Coordinate annotation records:
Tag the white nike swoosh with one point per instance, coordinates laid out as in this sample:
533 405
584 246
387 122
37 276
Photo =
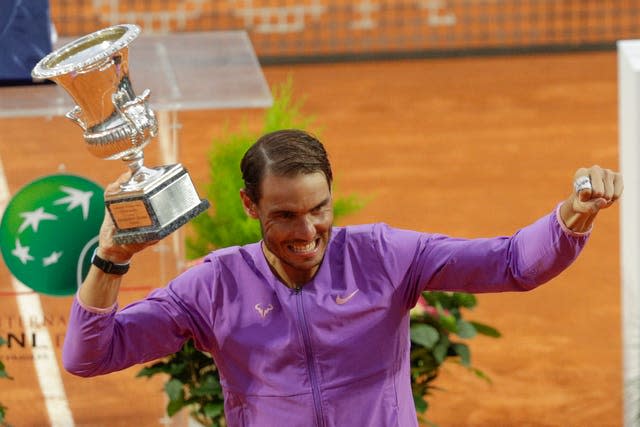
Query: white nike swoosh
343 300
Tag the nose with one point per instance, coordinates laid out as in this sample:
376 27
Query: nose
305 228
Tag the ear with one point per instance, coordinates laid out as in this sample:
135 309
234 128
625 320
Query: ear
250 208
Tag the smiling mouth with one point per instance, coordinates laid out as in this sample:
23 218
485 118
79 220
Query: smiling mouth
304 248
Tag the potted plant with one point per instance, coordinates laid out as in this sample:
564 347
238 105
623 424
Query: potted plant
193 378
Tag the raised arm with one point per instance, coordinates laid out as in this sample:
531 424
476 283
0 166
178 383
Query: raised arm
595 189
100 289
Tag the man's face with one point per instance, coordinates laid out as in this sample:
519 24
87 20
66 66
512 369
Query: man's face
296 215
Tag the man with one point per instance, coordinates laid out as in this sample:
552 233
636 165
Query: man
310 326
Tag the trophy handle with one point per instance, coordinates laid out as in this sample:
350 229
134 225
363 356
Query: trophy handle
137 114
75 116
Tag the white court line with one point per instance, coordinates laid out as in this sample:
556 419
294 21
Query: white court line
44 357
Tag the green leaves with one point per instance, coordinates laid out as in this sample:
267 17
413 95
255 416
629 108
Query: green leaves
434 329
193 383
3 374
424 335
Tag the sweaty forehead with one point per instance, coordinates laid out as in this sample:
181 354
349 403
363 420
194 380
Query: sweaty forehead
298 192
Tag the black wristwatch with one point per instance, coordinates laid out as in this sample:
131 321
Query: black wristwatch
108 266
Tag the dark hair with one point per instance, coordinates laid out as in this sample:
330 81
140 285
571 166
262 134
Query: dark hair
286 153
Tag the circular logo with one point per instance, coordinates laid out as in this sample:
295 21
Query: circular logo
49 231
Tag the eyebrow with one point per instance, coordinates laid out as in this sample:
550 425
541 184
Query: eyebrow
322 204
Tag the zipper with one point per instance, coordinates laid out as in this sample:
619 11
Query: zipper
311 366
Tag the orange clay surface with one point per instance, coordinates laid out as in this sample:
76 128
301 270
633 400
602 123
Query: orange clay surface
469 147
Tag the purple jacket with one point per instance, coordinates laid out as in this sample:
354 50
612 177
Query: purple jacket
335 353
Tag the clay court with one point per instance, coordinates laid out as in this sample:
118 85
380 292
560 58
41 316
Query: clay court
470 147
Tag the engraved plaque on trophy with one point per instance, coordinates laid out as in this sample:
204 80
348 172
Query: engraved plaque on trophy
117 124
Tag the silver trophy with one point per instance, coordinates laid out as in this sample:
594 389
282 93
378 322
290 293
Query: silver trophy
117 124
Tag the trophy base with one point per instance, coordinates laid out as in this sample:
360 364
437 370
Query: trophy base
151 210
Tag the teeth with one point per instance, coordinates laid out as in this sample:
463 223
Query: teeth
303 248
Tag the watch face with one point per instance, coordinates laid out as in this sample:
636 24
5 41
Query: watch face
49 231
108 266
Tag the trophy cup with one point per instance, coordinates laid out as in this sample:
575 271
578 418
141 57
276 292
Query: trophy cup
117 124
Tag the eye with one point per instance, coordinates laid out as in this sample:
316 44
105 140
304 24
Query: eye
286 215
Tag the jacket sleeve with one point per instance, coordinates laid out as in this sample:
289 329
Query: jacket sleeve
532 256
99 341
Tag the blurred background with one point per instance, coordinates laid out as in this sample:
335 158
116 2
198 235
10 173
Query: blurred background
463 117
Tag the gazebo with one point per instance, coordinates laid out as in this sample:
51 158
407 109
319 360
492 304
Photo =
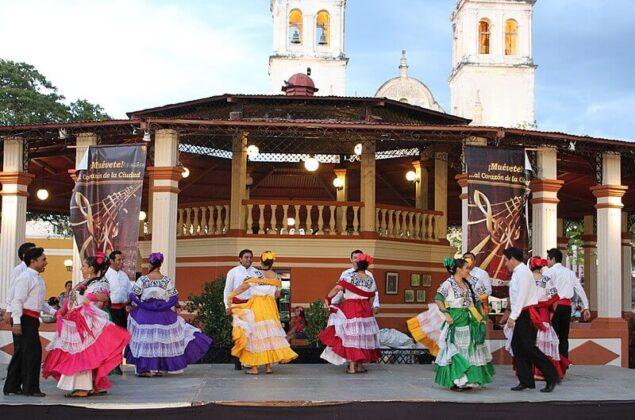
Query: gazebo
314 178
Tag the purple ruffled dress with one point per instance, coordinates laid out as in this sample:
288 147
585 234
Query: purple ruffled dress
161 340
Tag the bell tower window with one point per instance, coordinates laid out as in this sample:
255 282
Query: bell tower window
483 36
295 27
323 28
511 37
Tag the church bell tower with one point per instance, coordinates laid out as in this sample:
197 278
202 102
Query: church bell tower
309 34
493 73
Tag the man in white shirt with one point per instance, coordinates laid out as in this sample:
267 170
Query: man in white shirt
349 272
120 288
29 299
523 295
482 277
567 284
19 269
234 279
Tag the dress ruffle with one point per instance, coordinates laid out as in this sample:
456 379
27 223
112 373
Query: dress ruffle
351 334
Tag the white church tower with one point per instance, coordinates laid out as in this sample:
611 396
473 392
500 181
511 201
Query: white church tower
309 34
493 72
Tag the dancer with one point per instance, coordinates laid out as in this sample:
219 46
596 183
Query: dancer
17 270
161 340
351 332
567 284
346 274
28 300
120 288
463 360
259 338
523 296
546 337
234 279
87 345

---

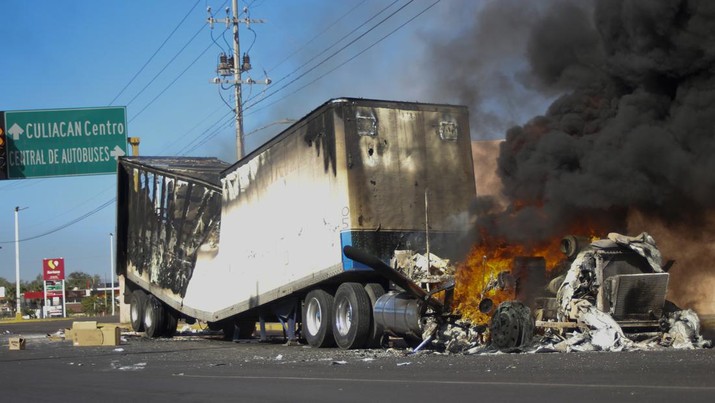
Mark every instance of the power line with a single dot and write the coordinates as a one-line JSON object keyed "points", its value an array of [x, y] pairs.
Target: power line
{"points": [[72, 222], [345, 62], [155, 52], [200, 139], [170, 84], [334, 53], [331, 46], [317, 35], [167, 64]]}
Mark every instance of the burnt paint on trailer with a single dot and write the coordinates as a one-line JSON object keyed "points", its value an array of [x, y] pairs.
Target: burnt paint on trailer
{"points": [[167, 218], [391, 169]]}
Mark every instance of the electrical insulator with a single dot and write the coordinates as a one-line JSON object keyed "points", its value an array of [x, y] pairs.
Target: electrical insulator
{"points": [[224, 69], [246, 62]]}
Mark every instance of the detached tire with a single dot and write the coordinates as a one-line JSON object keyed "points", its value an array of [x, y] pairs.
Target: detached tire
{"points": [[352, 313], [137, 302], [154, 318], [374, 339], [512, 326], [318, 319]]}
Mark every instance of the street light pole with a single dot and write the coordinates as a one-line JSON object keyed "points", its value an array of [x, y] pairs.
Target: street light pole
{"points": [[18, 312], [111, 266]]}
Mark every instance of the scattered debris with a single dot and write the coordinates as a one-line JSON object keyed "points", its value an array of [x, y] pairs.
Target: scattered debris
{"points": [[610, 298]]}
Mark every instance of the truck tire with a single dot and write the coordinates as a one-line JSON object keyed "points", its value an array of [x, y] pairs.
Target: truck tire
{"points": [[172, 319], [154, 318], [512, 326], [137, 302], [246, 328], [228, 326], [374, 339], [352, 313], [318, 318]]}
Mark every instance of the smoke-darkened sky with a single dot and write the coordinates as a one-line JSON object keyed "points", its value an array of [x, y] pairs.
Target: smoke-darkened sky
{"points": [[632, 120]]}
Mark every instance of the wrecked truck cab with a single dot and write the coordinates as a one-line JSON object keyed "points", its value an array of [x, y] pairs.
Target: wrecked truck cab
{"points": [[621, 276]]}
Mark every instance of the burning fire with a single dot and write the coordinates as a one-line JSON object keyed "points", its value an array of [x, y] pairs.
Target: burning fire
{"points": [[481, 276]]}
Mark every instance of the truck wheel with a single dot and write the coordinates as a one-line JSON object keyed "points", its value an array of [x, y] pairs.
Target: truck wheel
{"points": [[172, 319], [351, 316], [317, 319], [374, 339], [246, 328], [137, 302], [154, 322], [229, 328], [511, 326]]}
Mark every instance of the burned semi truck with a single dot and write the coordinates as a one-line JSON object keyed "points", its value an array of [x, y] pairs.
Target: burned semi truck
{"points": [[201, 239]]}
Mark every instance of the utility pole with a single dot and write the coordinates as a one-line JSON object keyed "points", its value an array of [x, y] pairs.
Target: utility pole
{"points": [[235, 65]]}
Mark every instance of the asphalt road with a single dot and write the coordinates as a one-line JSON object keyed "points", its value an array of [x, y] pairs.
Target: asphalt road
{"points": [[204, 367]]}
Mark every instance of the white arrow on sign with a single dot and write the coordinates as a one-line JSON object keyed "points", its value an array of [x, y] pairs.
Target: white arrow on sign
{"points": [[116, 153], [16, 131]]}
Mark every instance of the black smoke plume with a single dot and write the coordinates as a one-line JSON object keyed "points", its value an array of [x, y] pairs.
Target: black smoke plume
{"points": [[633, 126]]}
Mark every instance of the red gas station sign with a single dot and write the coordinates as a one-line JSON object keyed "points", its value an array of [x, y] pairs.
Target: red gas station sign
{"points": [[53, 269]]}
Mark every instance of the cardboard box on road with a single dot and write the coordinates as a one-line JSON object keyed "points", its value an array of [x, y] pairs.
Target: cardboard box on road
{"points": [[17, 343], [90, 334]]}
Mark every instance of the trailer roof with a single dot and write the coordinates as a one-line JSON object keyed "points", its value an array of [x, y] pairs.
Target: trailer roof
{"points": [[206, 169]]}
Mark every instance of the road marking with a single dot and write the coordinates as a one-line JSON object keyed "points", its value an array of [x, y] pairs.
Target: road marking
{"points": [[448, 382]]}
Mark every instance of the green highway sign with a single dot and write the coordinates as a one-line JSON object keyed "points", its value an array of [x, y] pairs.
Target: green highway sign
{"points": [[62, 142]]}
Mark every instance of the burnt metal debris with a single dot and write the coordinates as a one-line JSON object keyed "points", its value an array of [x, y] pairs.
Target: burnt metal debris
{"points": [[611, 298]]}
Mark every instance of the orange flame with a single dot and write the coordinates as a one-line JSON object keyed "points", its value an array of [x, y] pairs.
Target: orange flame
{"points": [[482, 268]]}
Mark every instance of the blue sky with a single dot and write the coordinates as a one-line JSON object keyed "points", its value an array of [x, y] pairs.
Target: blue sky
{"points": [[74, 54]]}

...

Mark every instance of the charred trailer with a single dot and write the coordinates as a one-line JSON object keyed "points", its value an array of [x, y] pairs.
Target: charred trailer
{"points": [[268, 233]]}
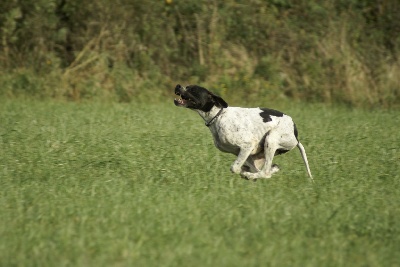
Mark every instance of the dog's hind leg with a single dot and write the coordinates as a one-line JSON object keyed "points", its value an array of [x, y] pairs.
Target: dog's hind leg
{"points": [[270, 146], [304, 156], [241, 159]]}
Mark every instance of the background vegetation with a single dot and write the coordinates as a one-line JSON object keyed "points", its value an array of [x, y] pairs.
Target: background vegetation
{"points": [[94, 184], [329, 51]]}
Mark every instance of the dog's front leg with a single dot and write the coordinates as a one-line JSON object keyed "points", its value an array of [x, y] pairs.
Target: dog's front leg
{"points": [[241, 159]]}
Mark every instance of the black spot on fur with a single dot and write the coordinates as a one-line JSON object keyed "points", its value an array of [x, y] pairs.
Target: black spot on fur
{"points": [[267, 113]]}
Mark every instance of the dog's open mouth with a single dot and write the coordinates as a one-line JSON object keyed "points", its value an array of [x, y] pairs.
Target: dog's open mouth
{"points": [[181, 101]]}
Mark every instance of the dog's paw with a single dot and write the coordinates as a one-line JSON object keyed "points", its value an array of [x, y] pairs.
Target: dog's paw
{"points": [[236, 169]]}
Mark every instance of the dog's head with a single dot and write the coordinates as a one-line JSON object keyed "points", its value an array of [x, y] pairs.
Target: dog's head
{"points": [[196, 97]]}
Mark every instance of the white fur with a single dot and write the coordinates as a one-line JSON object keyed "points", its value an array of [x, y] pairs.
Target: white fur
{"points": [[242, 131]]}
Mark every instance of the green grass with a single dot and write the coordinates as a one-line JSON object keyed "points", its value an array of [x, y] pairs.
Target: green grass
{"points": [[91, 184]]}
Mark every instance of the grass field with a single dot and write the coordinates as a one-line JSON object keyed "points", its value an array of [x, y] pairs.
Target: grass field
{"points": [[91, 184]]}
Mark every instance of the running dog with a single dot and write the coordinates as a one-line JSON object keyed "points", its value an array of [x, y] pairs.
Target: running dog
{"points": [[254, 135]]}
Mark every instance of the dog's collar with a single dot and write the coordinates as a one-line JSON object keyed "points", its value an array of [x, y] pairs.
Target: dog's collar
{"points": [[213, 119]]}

DIRECTIVE: Select and copy every line of the records above that contains the string "cardboard". Matching is case-sensitive.

EXERCISE SOLUTION:
Mark every instance of the cardboard box on road with a single dot and write the coordinates as a one-line JSON object keyed "points", its value an array of [x, y] pairs.
Target: cardboard box on road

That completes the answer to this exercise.